» Work to do:
Summarize the passage on Russia's approach to the EU in two sentences.
──────── Text block ────────
Following a strategy aimed at educating the EU on the ground, Russia pursued policies intended to involve the EU in Moscow-controlled conflict efforts for purposes of reinforcing Russia’s role in changing the fates of nations. This policy could exist even during periods of cooling EU- Russia relations. This explains the mixed record of EU-Russia interactions. For example, even though the EU effectively torpedoed the Kozak project in Transnistria, Putin still abstained from any further escalation of the conflict. Instead, the Russian President sought opportunities to engage the EU in situations, where Brussels would ultimately end up thinking that Russia’s strategy was the most obvious and productive. In this way, Russia would “educate” Civilising Europe. Russia welcomed the growing number of visits from European officials to Moscow. The Russian President received Javier Solana, for example, and the question of Transnistria was discussed in detail.53 EU Special Representatives for Moldova were received with due attention and seen in the Russian Foreign Ministry at the level of head of directorate and first deputy minister.54 When the EU Special Representative for Moldova, A. Jakobovits de Szeged, realised that the Russian MFA had lost its power in the decision-making web of Moscow, he subsequently sought meetings with Russian senior policymakers in the Security Council and was received by the Deputy Head of the Security Council V. Zubkov. Another EU official requested further information from Presidential Envoy D. Kozak and soon received detailed briefings from Russian diplomats.
──────── Listed records ────────
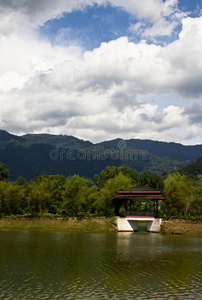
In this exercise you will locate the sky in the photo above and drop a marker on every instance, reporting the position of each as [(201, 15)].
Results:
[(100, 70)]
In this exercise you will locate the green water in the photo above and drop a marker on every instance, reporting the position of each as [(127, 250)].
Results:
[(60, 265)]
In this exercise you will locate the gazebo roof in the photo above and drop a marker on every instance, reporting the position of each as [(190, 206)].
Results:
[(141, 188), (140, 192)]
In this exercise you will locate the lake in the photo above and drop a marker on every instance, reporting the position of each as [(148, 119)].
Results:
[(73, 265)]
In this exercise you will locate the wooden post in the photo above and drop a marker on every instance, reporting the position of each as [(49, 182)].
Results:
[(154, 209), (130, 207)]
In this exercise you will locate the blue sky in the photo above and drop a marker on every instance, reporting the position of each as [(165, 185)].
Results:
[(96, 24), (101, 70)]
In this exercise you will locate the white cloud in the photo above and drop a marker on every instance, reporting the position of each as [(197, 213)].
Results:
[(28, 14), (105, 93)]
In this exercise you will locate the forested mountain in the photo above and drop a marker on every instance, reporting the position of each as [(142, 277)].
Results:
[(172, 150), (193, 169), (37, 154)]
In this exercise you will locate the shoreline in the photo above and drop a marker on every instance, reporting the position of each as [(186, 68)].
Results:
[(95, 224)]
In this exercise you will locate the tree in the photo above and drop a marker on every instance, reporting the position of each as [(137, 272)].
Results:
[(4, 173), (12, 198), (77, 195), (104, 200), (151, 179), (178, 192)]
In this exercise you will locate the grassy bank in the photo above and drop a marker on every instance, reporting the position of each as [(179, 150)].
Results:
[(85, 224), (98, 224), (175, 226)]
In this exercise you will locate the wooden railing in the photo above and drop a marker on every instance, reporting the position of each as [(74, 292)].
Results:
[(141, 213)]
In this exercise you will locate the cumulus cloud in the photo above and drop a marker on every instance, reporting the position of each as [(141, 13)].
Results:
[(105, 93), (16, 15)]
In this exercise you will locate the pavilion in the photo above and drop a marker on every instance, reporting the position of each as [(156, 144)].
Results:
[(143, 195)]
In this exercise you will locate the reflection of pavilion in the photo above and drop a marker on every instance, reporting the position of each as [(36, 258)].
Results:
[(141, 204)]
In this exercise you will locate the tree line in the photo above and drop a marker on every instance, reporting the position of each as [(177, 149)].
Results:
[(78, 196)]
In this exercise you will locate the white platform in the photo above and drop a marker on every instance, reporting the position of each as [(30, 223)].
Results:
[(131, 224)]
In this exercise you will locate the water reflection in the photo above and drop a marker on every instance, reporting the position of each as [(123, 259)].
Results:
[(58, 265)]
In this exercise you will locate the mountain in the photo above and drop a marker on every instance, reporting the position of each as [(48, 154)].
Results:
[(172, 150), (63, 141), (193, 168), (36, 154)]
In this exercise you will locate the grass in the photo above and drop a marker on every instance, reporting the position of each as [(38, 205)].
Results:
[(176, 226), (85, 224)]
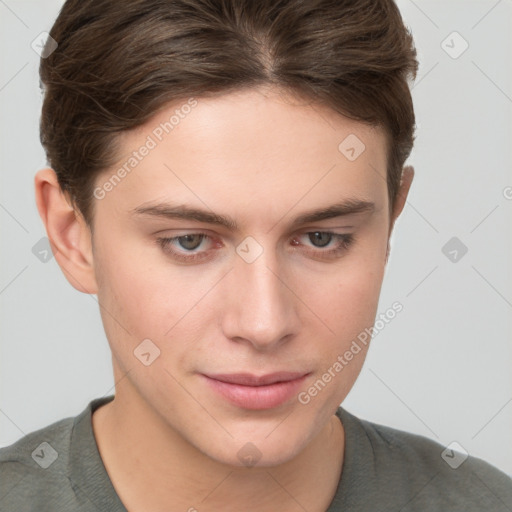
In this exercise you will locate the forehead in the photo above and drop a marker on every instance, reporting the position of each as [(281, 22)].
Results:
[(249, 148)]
────────
──────── Listed records ────────
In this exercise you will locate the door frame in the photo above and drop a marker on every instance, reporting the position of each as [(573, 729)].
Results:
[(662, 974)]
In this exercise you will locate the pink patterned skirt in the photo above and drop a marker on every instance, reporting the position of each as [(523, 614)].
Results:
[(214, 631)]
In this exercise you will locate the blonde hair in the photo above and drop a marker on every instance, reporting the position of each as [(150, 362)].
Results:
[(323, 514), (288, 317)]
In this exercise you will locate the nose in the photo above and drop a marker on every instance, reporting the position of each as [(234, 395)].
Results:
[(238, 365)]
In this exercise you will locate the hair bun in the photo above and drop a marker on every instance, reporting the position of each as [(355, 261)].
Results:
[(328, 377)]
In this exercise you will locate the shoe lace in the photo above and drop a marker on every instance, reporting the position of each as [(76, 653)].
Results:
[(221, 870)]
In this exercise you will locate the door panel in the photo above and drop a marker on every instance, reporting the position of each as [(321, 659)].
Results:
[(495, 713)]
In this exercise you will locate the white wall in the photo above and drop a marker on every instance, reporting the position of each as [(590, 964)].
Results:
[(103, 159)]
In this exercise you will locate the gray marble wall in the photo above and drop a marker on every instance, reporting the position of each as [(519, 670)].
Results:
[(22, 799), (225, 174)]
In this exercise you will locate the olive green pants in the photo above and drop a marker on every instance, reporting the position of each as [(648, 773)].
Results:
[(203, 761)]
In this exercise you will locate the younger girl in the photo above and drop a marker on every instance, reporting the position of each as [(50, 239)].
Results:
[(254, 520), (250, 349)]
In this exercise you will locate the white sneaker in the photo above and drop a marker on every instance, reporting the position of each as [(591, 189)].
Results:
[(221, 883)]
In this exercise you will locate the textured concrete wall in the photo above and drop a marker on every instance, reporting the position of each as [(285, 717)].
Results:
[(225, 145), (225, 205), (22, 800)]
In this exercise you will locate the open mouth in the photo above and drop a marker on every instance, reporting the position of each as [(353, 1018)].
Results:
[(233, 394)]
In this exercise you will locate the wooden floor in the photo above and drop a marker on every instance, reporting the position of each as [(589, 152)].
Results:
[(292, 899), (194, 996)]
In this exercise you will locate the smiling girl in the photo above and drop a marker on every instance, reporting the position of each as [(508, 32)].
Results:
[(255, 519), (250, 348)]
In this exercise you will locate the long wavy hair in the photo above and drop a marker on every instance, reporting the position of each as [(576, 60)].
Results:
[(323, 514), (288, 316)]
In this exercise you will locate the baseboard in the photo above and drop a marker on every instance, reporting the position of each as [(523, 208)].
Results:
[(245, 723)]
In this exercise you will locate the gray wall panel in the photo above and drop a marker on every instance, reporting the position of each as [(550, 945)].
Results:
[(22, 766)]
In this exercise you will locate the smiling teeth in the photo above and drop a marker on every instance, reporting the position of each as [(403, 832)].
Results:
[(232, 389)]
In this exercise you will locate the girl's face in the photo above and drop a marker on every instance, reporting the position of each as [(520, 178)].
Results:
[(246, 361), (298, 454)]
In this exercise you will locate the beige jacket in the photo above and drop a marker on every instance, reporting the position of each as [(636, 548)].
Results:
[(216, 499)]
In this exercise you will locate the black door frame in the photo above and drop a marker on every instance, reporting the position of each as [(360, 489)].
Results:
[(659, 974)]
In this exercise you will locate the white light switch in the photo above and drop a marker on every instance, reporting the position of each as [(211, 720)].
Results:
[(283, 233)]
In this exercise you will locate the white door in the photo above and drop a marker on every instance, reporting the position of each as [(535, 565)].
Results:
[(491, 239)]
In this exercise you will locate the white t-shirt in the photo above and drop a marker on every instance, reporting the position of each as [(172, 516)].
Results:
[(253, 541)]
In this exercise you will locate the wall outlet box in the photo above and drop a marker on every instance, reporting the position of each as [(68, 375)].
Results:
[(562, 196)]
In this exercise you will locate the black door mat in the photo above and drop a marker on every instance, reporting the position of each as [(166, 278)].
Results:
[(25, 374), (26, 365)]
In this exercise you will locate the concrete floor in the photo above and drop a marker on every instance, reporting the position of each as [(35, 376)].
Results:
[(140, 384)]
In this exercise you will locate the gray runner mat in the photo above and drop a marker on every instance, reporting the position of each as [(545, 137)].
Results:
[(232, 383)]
────────
» Worked solution:
Russia aimed to "educate" the EU by drawing it into conflict efforts that Moscow controlled, a policy that persisted even when relations cooled: after the EU torpedoed the Kozak project in Transnistria, Putin did not escalate but looked for situations where Brussels would come to see Russia's strategy as the most productive. Russia welcomed visits from European officials, with Putin discussing Transnistria in detail with Javier Solana and EU Special Representatives for Moldova received at senior levels of the Foreign Ministry and, in one case, by Security Council Deputy Head V. Zubkov.